Dataset entries

##############################

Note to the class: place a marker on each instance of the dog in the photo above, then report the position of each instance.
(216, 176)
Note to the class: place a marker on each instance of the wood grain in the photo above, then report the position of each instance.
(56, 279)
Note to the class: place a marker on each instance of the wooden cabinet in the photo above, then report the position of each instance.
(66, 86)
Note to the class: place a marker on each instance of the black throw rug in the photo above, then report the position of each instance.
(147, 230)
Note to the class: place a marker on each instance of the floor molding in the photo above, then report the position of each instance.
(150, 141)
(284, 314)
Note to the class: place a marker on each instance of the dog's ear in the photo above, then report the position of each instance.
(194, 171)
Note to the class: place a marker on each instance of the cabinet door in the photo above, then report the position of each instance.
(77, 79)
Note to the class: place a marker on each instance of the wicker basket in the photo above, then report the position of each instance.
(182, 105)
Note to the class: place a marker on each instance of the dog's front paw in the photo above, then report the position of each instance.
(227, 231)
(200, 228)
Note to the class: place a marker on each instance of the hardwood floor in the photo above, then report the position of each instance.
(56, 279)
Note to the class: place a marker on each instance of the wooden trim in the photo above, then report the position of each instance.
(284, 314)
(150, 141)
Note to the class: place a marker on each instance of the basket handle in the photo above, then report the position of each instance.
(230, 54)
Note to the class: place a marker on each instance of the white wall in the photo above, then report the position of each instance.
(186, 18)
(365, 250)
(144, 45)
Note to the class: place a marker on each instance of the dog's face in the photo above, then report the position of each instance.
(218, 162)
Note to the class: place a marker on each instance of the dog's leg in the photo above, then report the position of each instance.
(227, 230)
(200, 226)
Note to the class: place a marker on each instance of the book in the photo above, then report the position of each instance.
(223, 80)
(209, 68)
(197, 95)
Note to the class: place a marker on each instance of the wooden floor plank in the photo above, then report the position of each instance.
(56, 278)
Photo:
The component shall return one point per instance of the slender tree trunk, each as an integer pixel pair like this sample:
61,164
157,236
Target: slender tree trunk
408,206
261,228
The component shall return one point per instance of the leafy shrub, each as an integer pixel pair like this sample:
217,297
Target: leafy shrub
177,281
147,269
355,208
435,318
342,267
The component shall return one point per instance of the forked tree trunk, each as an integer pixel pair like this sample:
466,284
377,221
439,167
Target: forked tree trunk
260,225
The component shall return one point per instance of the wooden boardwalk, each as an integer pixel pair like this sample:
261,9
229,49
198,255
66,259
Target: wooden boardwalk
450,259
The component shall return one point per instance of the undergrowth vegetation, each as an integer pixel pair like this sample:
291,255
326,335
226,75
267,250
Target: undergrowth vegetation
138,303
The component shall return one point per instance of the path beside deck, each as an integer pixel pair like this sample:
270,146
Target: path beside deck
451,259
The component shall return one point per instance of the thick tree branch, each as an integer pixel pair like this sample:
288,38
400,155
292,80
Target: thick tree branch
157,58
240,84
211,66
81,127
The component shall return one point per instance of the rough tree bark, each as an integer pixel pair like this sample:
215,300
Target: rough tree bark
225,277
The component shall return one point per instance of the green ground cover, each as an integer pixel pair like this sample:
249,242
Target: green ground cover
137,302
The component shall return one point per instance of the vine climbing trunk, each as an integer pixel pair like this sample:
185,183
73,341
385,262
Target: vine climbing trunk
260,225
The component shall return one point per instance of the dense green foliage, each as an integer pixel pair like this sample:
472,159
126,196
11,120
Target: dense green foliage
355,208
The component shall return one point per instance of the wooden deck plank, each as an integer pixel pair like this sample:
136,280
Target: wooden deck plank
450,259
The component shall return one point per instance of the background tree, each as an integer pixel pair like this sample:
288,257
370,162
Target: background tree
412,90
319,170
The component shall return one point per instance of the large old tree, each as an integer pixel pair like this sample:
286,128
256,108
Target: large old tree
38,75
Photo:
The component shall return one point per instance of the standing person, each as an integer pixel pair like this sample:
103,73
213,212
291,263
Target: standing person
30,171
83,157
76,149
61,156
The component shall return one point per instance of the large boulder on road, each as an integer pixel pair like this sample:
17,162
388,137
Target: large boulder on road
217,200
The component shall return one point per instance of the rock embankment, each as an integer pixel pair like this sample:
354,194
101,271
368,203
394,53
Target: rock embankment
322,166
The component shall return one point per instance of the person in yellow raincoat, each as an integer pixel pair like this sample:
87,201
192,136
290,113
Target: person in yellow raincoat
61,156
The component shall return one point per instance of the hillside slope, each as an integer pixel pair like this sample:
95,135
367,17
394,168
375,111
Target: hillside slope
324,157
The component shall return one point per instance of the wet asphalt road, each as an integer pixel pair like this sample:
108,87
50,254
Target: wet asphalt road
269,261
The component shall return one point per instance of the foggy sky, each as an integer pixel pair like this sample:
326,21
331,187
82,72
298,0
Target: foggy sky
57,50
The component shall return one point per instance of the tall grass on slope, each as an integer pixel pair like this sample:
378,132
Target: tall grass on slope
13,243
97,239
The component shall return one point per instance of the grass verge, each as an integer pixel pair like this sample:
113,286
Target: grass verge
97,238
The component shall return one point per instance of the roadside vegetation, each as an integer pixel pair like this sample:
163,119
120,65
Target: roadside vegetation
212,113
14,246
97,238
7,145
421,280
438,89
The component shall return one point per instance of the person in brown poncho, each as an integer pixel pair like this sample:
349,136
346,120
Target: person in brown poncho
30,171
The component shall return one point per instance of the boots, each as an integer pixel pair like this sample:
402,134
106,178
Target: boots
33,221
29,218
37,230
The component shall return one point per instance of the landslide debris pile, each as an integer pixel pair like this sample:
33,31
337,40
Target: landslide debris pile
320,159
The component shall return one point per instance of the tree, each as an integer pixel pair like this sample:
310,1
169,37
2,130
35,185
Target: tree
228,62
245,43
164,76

##############################

§ **Work order**:
Set down the records again, exactly.

§ **Result of this task**:
Note to the class: place a marker on each instance of the dog in the photo above, then report the position of each instance.
(216, 176)
Note to the class: place a marker on each instance of the wood grain in the photo above, then report the position of each instance.
(56, 279)
Note to the class: place a marker on each instance of the wooden cabinet in the photo above, then report the position of each instance.
(66, 86)
Note to the class: place a marker on each instance of the black throw rug in the photo above, then report the position of each instance.
(147, 230)
Note to the class: place a marker on each instance of the floor molding in the photo above, then report the position of each instance.
(150, 141)
(284, 314)
Note to the class: place a marker on each instance of the dog's ear in the photo above, then report the position of each instance.
(194, 171)
Note to the class: place a marker on each instance of the cabinet door in the photo above, then report the position of each instance.
(77, 79)
Note to the class: place a marker on each instance of the wicker basket in the photo above, then report the position of each instance.
(182, 105)
Note to the class: place a marker on each instance of the dog's front paw in the photo above, then report the position of each instance.
(227, 231)
(200, 228)
Note to the class: place a marker on each instance of the hardwood floor in the photo above, then report the position of each instance.
(56, 279)
Note to the class: place a marker on each instance of the wooden trim in the photo above, then report the position of each instance.
(284, 314)
(150, 141)
Note to the class: place a marker on each instance of the basket handle in the photo above, then report the position of each instance.
(230, 54)
Note to the class: place a marker on each instance of the white wall in the photo above, then report the position of each instance.
(186, 18)
(365, 250)
(144, 45)
Note to the class: place a marker on each instance of the dog's face in the photo above, then report the position of each instance.
(218, 162)
Note to the class: place a marker on each instance of the dog's leg in the photo above, then report the position of each instance.
(227, 230)
(200, 226)
Note to the class: place a marker on each instance of the book in the photo above, then report the position of each instance.
(223, 80)
(209, 68)
(197, 95)
Note to the class: place a marker on each instance of the wooden floor plank in the photo above, then report the position of each instance.
(56, 278)
Photo:
The component shall return one point per instance of the slender tree trunk, each as an integer pixel pair like this sample:
61,164
157,236
Target: slender tree trunk
408,206
261,228
The component shall return one point per instance of the leafy shrub, each as an integer pixel pair like this sample:
217,297
Target: leafy shrub
177,281
147,269
355,208
435,318
342,267
The component shall return one point per instance of the forked tree trunk, each as an integer pixel pair like this sample:
466,284
377,221
439,167
Target: forked tree trunk
260,225
The component shall return one point per instance of the wooden boardwalk, each as an integer pixel pair like this sample:
261,9
229,49
198,255
66,259
Target: wooden boardwalk
450,259
The component shall return one point per instance of the undergrowth vegetation, each as an integer pixel pair like this sample:
291,255
326,335
226,75
267,250
Target: undergrowth vegetation
138,303
The component shall return one point per instance of the path beside deck, each as an integer pixel pair like this sample:
270,146
Target: path beside deck
451,259
The component shall return one point per instance of the thick tree branch, each as an integer pixel pair like this sample:
288,38
400,155
292,80
Target: thick tree branch
157,58
240,84
211,66
81,127
The component shall return one point per instance of the rough tree bark, each as an integer pixel pair like this sample:
215,300
Target: rough tree bark
225,277
The component shall return one point per instance of the green ground cover, each as an integer pixel pair like this sample:
249,242
Target: green ground cover
137,302
The component shall return one point per instance of the vine climbing trunk, each as an integer pixel pair like this sample:
185,183
73,341
385,262
Target: vine climbing trunk
260,225
The component shall return one point per instance of the dense green foliage, each as an integer pixel pair like this sample:
472,159
126,196
11,120
Target: dense green foliage
355,208
The component shall return one point per instance of the wooden deck plank, each as an integer pixel pair like this sample:
136,280
Target: wooden deck plank
450,259
The component shall return one point per instance of the background tree, each as an integer pixel pair like this sample:
288,257
370,162
Target: background tree
412,90
319,170
The component shall return one point per instance of the large old tree, each as an integer pixel pair like this sample:
286,128
256,108
Target: large old tree
38,75
Photo:
The component shall return one point per instance of the standing person, each as an integer pixel pair like this sample:
103,73
213,212
291,263
Target: standing person
30,171
83,157
76,149
61,156
The component shall return one point per instance of the large boulder on road, each as an integer pixel pair like this sample:
17,162
388,137
Target: large boulder on road
217,200
The component shall return one point per instance of the rock embankment, each as an integer pixel pair like this sample:
354,194
101,271
368,203
394,53
Target: rock embankment
322,166
The component shall return one point per instance of the person in yellow raincoat, each as an integer pixel pair like this sample:
87,201
192,136
290,113
Target: person in yellow raincoat
61,156
The component shall return one point per instance of the hillside slope, each as an integer pixel pair like this sample:
95,135
367,17
394,168
375,111
Target: hillside slope
324,157
The component shall return one point per instance of the wet asphalt road, each as an integer pixel pair like this sample:
108,87
50,254
Target: wet asphalt road
269,261
The component shall return one point per instance of the foggy sky, each as an integer pixel pair like this sample:
326,21
331,187
82,72
298,0
Target: foggy sky
57,50
The component shall return one point per instance of the tall grass on slope, each as an integer pixel pair like this sample:
378,132
Target: tall grass on slope
13,243
97,239
The component shall return one point per instance of the grass verge, each as an integer pixel pair like this sample:
113,286
Target: grass verge
97,238
The component shall return one point per instance of the roadside vegetation, each as an integer pixel pair like this sample:
163,119
120,65
Target: roadside vegetation
212,113
14,246
97,238
7,145
421,280
438,89
The component shall return one point per instance of the person in brown poncho, each as an integer pixel pair like this sample:
349,136
346,120
Target: person in brown poncho
30,171
The component shall return one point per instance of the boots, each as an integer pixel pair like this sample:
402,134
106,178
Target: boots
33,221
29,218
37,230
The component shall return one point per instance of the landslide debris pile, each as an integer pixel pair like this sample:
33,31
337,40
Target: landslide debris pile
320,159
The component shall return one point per instance of the tree, each as an integer pixel pair like this sample:
310,1
169,37
2,130
35,185
Target: tree
228,62
245,43
164,76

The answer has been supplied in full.